• **PROBLEM STATEMENT**
Reproduce the part of the material that opens with the line containing "Place a point on the wooden siding, one" and closes with the line containing "<point>174,140</point>", shifting every coordinate in the answers by -138. Keep all other lines in that span unchanged.

Start of RECORDED INFORMATION

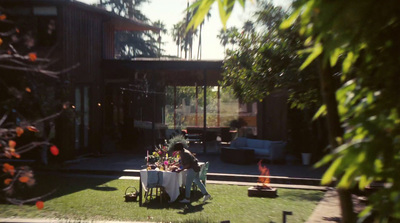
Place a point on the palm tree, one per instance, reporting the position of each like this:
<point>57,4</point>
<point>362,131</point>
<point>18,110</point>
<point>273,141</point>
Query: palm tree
<point>163,30</point>
<point>200,32</point>
<point>223,38</point>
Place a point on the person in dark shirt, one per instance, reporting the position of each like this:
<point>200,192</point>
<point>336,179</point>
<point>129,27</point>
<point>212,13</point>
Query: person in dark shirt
<point>190,163</point>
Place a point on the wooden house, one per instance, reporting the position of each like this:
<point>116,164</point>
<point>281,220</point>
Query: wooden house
<point>122,101</point>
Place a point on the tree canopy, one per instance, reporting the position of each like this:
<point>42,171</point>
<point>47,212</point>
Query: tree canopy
<point>361,37</point>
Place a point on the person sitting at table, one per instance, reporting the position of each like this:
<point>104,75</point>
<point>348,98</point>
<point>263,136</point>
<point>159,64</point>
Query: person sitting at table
<point>190,163</point>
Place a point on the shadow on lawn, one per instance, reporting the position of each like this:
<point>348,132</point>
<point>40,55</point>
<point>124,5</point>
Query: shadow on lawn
<point>292,195</point>
<point>195,206</point>
<point>67,185</point>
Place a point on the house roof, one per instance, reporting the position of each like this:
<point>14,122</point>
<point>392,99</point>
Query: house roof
<point>119,22</point>
<point>173,72</point>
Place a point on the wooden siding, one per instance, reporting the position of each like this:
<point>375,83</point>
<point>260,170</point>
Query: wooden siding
<point>81,43</point>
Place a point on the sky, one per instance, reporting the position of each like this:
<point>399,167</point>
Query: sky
<point>172,11</point>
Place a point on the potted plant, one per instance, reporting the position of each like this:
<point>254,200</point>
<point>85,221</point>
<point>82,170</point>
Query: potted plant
<point>174,140</point>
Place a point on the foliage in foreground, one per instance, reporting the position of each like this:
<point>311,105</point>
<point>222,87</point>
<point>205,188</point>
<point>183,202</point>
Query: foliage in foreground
<point>361,37</point>
<point>102,199</point>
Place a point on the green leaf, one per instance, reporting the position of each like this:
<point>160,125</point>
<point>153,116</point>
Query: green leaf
<point>289,21</point>
<point>225,9</point>
<point>321,111</point>
<point>348,62</point>
<point>242,3</point>
<point>202,9</point>
<point>329,174</point>
<point>363,182</point>
<point>335,56</point>
<point>317,50</point>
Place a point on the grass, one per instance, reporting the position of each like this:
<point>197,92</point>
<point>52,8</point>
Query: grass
<point>102,199</point>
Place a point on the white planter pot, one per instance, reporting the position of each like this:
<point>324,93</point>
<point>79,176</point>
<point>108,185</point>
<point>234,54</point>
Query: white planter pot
<point>306,158</point>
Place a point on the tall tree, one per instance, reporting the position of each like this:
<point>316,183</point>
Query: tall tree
<point>362,38</point>
<point>157,35</point>
<point>130,44</point>
<point>223,38</point>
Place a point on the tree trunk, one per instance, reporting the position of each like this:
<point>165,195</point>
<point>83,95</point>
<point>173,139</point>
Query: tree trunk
<point>328,95</point>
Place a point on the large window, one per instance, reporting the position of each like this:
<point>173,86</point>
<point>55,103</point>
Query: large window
<point>185,107</point>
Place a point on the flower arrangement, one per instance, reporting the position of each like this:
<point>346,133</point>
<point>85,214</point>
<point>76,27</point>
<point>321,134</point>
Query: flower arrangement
<point>160,159</point>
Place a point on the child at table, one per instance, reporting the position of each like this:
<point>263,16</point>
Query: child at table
<point>190,163</point>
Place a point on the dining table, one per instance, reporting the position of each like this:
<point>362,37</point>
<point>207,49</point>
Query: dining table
<point>169,180</point>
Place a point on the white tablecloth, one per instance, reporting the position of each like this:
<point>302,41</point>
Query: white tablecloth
<point>171,181</point>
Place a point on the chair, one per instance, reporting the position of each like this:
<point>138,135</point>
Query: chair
<point>154,180</point>
<point>202,175</point>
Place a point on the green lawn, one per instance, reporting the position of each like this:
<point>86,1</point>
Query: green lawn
<point>102,199</point>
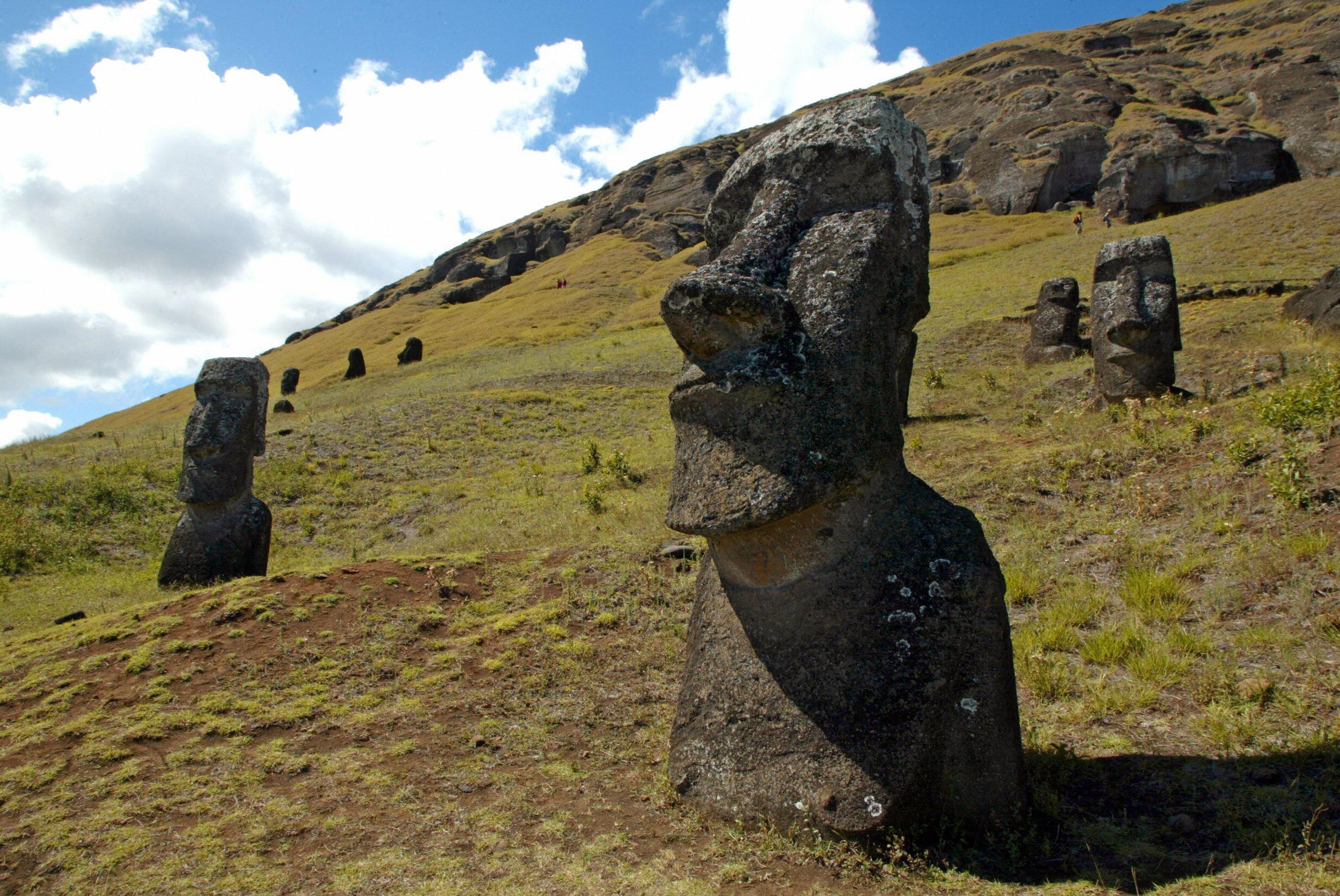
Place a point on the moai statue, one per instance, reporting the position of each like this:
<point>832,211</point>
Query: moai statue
<point>412,353</point>
<point>1056,323</point>
<point>224,531</point>
<point>356,365</point>
<point>1134,319</point>
<point>848,661</point>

End of RECORDED INFORMATION

• **FINISHED EXERCISE**
Place a point on the wooden siding, one per instance, reporting the position of each like this:
<point>375,83</point>
<point>260,170</point>
Query: wooden siding
<point>-57,-95</point>
Place a point on the sky, one per instance, reporting the position of each like this:
<point>399,167</point>
Query: sky
<point>34,-127</point>
Place a point on the potted plant, one per instance, reporting the position of each like this:
<point>254,200</point>
<point>85,221</point>
<point>82,170</point>
Query: potted plant
<point>36,2</point>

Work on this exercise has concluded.